— START RECORDS SUPPLIED —

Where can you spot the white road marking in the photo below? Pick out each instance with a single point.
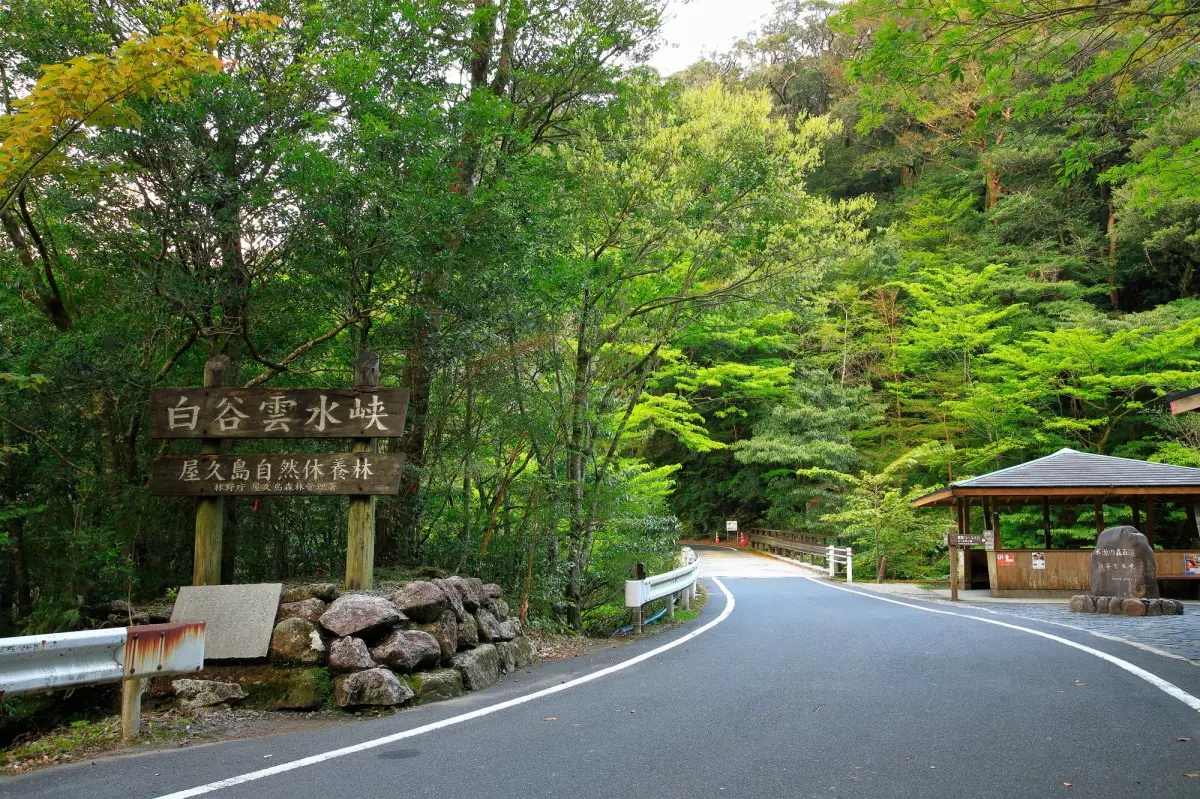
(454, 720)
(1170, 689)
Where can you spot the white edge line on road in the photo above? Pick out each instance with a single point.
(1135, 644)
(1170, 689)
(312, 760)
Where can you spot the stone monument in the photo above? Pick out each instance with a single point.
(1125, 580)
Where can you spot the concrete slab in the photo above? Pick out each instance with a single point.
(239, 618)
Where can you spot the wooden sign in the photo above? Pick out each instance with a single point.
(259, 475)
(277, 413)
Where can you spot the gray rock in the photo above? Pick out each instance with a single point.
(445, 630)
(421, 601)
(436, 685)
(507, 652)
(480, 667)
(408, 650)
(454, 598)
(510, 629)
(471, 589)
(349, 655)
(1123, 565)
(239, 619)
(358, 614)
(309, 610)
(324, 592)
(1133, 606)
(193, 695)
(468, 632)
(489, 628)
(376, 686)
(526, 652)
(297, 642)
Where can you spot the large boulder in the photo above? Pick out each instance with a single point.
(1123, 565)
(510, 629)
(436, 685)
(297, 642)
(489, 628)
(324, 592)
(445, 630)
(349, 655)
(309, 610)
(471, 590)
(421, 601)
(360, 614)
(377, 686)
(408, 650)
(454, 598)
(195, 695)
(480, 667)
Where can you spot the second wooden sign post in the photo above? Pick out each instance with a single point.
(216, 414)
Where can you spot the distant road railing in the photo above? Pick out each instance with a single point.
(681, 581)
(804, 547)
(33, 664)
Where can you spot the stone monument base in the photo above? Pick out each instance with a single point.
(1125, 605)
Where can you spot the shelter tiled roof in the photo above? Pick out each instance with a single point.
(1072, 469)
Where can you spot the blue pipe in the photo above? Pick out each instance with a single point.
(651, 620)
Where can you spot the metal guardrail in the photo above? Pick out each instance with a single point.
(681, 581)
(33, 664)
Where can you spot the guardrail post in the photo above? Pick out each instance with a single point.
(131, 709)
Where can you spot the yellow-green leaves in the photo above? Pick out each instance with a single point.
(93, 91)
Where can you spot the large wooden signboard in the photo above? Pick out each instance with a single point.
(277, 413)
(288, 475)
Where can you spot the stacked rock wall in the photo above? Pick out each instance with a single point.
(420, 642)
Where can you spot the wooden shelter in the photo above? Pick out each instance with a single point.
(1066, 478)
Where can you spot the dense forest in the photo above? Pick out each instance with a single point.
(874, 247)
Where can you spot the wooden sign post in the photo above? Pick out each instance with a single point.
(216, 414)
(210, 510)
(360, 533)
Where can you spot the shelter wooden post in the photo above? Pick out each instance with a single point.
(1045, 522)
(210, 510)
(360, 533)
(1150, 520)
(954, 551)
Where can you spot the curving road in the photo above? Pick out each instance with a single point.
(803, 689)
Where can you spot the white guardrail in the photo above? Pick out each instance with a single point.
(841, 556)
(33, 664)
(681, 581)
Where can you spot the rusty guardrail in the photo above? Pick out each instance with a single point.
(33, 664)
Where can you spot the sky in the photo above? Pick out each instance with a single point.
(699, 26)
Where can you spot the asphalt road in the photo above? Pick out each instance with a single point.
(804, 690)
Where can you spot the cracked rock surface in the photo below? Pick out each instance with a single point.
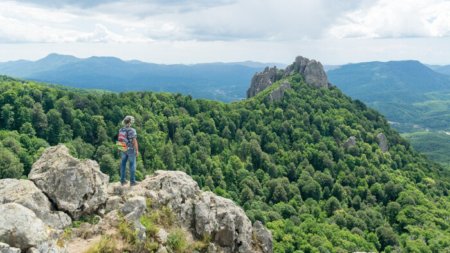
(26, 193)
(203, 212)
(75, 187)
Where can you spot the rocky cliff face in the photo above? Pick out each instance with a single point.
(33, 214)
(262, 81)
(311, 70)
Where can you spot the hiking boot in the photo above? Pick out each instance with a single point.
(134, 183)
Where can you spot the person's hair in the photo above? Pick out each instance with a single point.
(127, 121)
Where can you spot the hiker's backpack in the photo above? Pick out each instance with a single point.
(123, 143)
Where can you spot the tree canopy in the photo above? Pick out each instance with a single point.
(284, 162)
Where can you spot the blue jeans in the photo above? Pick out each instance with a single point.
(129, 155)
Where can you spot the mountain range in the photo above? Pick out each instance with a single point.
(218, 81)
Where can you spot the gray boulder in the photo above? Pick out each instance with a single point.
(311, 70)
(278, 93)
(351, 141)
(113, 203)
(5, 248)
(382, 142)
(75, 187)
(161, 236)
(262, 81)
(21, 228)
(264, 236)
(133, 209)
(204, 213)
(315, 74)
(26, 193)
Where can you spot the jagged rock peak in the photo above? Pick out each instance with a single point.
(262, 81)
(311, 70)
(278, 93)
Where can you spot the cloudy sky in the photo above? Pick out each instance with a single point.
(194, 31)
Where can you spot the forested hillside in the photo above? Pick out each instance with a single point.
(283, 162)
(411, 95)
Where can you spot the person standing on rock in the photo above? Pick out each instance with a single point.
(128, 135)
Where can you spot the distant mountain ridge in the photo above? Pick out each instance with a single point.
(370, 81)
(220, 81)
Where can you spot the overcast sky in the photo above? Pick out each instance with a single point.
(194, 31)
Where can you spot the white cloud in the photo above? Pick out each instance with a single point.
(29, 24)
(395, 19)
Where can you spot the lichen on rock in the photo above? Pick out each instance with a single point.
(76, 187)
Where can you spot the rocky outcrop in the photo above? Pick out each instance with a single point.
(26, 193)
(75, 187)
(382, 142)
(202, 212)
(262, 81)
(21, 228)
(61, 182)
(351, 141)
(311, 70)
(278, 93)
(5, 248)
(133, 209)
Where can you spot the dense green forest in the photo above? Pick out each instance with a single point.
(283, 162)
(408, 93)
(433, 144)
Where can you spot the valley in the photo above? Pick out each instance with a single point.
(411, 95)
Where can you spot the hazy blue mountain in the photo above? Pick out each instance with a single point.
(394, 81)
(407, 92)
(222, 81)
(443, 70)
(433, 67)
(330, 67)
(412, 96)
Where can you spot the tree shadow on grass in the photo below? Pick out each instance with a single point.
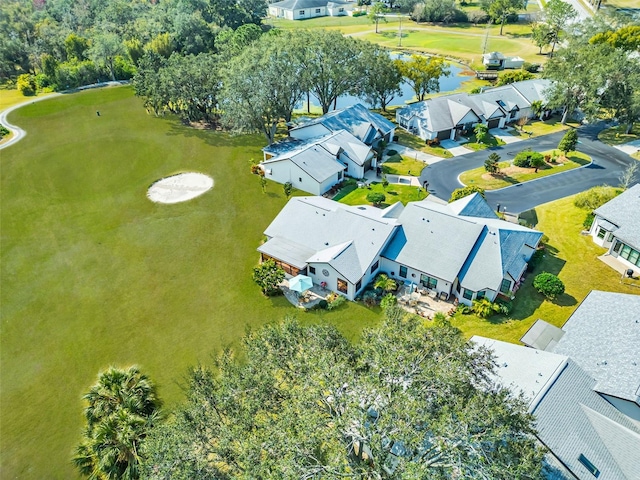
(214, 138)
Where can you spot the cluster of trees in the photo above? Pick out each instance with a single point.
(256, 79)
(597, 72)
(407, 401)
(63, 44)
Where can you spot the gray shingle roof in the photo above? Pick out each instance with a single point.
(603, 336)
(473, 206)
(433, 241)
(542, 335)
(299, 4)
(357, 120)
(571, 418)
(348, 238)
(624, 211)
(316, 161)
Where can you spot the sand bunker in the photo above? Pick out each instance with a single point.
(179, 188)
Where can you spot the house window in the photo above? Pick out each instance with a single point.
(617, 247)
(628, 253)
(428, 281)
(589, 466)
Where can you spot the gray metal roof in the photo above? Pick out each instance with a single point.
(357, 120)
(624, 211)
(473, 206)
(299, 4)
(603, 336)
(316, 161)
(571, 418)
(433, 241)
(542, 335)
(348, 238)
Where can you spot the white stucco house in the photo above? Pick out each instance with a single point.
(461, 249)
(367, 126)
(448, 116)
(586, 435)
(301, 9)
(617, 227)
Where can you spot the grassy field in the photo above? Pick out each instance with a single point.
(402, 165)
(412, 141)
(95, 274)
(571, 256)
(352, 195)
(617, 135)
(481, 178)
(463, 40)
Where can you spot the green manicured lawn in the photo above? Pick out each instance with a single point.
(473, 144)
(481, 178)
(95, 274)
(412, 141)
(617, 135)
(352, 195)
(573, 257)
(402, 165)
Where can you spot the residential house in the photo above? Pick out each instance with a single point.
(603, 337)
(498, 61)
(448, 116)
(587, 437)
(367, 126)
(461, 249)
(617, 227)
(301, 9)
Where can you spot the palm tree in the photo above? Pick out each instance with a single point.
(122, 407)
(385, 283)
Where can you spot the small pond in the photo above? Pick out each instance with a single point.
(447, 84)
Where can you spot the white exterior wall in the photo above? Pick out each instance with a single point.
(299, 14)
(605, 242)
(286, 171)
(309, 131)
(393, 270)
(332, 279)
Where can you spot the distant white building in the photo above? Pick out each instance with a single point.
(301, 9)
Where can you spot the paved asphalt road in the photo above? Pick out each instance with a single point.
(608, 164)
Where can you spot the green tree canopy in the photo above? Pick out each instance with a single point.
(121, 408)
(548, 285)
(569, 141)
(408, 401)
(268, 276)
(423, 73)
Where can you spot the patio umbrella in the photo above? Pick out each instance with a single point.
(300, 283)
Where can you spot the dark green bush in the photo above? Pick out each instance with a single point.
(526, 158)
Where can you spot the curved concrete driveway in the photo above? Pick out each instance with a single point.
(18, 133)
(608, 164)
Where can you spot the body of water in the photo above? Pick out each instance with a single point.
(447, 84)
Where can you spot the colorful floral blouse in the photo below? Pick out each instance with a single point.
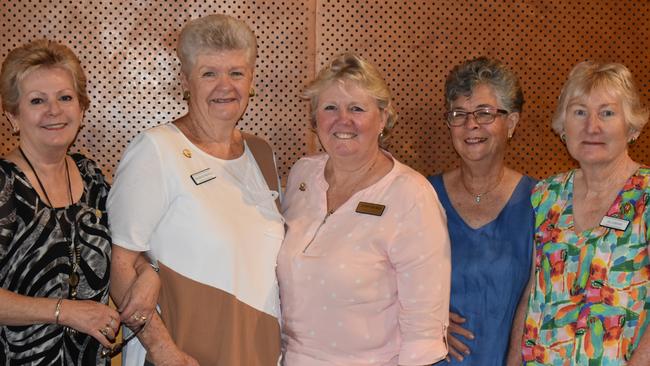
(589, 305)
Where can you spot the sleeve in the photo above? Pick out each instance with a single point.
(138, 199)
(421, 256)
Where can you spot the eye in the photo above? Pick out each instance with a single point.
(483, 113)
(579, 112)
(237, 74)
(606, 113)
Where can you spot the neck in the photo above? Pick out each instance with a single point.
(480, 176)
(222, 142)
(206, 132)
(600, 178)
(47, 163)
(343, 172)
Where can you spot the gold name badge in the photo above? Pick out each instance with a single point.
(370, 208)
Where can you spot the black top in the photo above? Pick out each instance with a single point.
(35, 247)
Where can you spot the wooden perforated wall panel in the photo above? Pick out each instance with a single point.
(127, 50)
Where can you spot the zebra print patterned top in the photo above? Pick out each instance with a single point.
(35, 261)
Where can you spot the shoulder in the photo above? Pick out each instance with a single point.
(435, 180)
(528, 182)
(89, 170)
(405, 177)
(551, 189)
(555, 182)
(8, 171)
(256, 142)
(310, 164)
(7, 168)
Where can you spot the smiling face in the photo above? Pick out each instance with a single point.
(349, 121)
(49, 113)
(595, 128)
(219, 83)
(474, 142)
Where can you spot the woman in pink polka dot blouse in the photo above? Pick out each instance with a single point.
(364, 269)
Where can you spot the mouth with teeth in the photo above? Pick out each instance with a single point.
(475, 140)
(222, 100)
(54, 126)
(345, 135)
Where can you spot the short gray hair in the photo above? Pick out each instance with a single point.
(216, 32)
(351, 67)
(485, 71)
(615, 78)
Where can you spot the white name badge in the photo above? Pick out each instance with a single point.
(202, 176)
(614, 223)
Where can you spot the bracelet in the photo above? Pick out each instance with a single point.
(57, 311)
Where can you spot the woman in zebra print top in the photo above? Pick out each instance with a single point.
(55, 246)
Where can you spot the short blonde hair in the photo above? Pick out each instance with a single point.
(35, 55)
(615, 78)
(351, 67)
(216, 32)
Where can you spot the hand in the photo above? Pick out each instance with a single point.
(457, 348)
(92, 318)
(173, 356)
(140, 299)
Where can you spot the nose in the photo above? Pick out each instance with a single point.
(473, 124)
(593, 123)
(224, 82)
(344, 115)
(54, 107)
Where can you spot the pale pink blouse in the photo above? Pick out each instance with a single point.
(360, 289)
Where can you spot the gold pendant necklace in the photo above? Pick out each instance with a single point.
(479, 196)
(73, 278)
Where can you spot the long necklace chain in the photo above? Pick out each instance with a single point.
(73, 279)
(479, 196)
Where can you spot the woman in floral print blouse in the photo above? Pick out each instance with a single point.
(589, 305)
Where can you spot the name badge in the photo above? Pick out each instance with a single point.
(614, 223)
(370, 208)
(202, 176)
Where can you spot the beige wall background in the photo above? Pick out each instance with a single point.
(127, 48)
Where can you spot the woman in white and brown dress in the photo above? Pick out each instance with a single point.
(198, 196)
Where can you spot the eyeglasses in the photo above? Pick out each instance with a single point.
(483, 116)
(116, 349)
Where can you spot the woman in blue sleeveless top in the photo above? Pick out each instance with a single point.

— END RECORDS SUPPLIED —

Copy out the lines starting at the one containing "Where can you spot the woman in floral" and ending with the last line of the entries. Include nothing else.

Where can you spot the woman in floral print blouse in the photo above? Pick out each instance with a single point.
(589, 305)
Where can you spot the name badge in the photo above? Pick out each instance with a single point.
(614, 223)
(370, 208)
(202, 176)
Where can you spot the beige wall background in the photo above? Pick out each instance with a single point.
(127, 48)
Where can you spot the woman in white and brown dress in the photo above? Pick out each instance with a single point.
(198, 196)
Where can you spot the eyeglasses in the photo above? Pick out each instance with a single point.
(483, 116)
(116, 349)
Where can you spot the woman in blue sleeveless top in the photo above? Pick out each instance with a single point.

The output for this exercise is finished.